** Opening EXERCISE INPUT block **
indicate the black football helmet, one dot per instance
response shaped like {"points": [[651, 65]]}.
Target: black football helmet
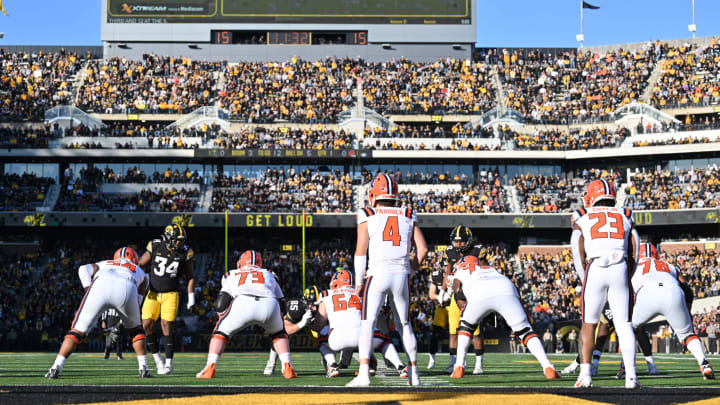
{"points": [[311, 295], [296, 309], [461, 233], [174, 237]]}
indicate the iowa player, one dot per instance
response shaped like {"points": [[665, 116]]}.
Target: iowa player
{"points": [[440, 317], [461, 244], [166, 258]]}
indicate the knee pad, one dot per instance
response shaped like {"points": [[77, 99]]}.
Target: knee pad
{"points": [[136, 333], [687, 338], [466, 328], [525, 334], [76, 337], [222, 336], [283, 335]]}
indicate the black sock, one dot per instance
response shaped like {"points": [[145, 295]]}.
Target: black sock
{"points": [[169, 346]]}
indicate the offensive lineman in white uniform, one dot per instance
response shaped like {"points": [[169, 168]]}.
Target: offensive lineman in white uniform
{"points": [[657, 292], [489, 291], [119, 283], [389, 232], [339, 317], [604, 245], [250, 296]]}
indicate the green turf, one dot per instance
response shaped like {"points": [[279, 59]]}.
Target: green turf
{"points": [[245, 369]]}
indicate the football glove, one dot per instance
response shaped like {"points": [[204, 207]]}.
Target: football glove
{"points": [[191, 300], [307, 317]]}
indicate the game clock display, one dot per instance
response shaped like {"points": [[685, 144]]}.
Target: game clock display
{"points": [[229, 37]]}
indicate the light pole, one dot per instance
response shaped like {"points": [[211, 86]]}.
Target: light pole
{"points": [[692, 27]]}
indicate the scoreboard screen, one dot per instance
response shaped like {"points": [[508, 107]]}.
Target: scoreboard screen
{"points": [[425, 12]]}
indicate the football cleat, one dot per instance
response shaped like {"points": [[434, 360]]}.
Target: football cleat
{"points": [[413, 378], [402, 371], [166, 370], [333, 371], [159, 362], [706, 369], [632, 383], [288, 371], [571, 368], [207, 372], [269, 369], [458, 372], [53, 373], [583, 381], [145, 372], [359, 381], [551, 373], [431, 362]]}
** Closing EXERCISE INPUT block **
** Opening EXERCISE INPUT block **
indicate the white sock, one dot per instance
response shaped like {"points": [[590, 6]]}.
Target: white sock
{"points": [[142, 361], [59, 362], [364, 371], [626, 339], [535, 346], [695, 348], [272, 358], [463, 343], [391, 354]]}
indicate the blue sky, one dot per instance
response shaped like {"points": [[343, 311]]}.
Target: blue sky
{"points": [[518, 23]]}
** Closing EXERCISE INPUT block **
TASK PROMPT
Copy word for word the stretch of entries above from the line that has "indicate the game" through the line that has "indicate the scoreboard", both ends included, and nothing outside it.

YOUR SOLUTION
indicate the game clock display, one dot per instance
response shaped like {"points": [[685, 144]]}.
Target: game clock display
{"points": [[229, 37]]}
indicate the light pole, one dot per instance
response shaped like {"points": [[211, 86]]}.
Target: light pole
{"points": [[692, 27]]}
indicate the scoreboard screen, one dot per instance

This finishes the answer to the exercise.